[About this exercise]: From the entries below, list each line with "sunglasses".
---*---
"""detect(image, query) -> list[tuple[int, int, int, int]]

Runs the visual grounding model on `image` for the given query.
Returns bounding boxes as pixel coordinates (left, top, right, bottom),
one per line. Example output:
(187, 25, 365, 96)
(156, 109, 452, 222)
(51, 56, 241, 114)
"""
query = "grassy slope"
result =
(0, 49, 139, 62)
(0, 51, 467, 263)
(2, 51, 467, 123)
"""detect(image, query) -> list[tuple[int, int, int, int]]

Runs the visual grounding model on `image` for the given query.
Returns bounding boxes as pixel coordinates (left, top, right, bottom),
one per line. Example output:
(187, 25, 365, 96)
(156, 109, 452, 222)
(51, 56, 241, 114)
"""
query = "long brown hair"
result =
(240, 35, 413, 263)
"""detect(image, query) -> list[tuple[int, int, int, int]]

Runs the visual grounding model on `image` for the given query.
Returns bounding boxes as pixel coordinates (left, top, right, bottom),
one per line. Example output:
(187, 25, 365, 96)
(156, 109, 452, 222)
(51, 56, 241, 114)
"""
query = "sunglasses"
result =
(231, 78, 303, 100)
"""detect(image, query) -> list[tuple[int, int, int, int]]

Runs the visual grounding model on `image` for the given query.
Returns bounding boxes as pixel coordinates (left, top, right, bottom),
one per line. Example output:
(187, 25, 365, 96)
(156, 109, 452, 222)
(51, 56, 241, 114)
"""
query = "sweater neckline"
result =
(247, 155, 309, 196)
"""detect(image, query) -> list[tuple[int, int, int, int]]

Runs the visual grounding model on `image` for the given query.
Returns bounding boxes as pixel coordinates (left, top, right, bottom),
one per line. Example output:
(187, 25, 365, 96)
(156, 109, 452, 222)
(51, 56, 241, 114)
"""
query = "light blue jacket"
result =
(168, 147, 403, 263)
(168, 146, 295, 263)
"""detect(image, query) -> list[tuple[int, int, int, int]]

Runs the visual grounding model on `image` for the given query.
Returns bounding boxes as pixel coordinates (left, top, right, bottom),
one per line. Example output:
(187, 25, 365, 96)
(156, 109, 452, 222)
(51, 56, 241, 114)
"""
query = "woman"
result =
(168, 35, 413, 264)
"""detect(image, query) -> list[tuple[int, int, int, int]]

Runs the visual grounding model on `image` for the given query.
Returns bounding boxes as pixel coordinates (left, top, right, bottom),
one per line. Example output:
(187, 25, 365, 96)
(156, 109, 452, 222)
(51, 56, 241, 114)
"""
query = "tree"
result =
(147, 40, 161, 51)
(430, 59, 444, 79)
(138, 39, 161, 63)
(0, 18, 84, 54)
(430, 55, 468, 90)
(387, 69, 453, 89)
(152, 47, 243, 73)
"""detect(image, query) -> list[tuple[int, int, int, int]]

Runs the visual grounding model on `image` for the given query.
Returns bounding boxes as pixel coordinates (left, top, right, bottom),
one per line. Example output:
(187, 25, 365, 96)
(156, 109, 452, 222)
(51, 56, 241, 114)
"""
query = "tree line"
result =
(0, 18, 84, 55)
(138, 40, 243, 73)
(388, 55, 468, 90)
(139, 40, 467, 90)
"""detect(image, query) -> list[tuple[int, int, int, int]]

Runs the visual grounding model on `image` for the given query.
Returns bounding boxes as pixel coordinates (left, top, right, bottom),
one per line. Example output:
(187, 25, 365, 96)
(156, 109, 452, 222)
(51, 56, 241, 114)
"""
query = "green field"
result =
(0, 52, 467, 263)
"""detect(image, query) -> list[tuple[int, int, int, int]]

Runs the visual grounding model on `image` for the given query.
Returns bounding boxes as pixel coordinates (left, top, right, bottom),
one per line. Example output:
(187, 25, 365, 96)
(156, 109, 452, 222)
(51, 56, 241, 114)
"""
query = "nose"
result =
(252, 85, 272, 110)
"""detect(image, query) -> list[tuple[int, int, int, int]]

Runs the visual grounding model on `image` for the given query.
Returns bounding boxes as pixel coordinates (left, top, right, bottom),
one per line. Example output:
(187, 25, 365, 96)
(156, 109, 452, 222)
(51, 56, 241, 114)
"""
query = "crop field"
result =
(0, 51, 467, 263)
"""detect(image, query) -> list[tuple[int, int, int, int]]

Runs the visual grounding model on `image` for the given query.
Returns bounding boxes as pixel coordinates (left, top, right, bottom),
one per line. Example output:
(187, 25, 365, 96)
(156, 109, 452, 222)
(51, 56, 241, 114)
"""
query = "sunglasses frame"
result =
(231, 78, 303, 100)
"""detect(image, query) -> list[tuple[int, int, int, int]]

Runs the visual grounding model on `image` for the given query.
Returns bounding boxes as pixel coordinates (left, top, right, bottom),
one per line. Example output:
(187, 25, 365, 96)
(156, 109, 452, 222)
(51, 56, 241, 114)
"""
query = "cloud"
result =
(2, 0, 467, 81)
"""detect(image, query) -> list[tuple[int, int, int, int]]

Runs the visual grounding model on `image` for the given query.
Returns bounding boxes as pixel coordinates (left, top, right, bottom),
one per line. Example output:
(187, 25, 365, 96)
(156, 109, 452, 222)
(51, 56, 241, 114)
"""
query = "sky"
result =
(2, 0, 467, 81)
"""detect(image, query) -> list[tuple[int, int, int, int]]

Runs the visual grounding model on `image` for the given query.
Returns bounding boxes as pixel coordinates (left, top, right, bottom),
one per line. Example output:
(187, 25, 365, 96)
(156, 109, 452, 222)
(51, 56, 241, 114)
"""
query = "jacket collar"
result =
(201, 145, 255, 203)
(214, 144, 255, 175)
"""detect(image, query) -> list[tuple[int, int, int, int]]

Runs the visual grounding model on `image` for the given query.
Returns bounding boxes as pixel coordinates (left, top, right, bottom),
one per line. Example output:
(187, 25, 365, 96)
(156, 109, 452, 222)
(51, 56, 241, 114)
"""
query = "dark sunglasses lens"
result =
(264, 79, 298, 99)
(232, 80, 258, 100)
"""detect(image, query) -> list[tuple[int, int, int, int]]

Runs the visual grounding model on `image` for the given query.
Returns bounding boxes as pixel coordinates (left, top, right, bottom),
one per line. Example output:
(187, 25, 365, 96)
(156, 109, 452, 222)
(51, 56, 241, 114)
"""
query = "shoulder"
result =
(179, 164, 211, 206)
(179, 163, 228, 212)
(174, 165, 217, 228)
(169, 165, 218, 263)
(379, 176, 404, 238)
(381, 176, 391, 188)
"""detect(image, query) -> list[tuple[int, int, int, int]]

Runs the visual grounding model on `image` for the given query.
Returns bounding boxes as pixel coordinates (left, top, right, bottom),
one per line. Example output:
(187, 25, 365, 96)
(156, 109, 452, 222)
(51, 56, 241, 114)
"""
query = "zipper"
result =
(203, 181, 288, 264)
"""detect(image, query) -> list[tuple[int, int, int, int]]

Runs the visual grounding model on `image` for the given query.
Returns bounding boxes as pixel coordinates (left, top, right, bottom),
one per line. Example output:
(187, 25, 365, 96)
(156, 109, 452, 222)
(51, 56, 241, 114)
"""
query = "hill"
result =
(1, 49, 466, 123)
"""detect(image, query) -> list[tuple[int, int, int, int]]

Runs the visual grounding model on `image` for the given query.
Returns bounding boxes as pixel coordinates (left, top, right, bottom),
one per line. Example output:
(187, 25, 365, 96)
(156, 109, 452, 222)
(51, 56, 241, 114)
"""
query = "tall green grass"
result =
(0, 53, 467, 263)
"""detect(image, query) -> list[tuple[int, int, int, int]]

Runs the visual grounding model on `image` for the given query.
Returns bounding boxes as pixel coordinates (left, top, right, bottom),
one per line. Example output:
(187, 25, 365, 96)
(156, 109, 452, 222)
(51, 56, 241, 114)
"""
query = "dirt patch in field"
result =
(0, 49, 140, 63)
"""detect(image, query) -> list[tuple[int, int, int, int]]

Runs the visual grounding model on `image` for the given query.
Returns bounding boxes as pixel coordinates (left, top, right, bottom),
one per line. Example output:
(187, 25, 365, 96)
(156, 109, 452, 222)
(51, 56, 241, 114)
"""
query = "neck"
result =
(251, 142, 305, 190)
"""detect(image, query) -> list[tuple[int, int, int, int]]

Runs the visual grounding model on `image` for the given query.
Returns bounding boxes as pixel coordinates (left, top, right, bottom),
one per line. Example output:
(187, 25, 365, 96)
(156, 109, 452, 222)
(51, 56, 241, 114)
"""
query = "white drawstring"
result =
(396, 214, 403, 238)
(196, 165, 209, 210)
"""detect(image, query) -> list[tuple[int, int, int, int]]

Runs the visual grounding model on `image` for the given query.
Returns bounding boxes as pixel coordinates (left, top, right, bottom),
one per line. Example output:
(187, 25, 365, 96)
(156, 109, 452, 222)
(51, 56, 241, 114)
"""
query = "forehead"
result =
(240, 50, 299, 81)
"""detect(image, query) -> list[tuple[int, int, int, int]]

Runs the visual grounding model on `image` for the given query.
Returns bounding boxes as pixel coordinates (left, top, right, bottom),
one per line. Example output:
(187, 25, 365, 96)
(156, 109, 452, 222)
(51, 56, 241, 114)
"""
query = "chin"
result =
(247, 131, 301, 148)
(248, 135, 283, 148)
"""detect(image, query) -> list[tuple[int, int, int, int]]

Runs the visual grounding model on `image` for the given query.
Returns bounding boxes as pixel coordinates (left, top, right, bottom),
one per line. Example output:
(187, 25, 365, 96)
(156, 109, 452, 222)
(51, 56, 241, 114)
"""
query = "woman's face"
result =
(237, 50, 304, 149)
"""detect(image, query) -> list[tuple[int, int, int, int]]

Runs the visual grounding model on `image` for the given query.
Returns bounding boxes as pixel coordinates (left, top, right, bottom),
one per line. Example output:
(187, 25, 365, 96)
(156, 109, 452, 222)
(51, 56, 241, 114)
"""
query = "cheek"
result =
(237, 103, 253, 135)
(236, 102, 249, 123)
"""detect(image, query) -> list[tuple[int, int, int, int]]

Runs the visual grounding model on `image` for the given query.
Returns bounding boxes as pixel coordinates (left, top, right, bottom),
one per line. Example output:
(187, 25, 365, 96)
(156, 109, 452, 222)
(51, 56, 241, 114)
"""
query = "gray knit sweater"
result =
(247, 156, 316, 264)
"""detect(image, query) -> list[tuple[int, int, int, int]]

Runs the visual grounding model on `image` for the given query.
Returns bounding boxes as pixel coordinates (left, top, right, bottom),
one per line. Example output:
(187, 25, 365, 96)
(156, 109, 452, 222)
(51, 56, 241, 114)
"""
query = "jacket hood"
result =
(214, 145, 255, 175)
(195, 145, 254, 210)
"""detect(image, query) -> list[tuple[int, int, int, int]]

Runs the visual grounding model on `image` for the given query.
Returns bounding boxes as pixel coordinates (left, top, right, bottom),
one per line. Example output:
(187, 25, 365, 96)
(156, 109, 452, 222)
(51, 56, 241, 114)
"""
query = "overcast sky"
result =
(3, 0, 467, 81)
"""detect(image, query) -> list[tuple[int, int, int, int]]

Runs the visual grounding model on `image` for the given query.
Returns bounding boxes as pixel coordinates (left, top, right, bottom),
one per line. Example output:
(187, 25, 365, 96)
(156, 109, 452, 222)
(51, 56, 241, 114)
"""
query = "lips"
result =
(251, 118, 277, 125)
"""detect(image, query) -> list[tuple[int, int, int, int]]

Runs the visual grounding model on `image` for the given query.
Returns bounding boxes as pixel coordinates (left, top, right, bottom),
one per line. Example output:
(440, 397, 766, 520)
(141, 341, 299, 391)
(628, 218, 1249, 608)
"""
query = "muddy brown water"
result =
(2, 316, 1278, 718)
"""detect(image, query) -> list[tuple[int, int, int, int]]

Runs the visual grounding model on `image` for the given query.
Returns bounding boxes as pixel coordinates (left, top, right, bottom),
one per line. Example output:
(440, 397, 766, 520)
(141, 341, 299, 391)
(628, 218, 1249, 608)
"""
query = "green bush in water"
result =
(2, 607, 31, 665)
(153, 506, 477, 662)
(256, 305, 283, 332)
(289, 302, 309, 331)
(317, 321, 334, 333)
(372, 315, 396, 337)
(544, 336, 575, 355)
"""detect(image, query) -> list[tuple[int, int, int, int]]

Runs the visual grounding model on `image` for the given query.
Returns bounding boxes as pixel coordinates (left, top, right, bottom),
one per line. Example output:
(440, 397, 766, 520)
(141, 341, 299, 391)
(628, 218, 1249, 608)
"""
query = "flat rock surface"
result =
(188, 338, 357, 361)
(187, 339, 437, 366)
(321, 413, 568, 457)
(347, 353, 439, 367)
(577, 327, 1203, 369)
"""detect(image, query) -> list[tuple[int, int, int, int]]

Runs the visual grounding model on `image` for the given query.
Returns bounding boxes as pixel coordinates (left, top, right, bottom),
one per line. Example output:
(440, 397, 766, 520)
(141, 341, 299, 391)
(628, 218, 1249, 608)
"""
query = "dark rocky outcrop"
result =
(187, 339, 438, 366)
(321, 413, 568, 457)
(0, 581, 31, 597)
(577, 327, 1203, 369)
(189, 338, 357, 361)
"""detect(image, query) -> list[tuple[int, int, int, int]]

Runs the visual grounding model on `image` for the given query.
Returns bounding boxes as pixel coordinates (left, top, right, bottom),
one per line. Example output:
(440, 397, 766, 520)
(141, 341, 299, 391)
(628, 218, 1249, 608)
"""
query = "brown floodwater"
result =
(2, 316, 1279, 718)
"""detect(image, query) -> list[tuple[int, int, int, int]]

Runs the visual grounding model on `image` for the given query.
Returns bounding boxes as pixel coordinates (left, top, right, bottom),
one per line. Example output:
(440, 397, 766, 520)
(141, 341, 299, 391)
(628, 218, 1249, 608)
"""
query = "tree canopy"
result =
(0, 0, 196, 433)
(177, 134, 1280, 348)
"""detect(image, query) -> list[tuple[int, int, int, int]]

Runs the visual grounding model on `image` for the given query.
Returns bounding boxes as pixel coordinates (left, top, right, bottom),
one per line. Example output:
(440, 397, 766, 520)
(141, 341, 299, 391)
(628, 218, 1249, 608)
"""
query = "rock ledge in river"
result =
---*---
[Result of the exercise]:
query = "sunglasses"
query = "sunglasses frame"
query = "dark sunglasses lens"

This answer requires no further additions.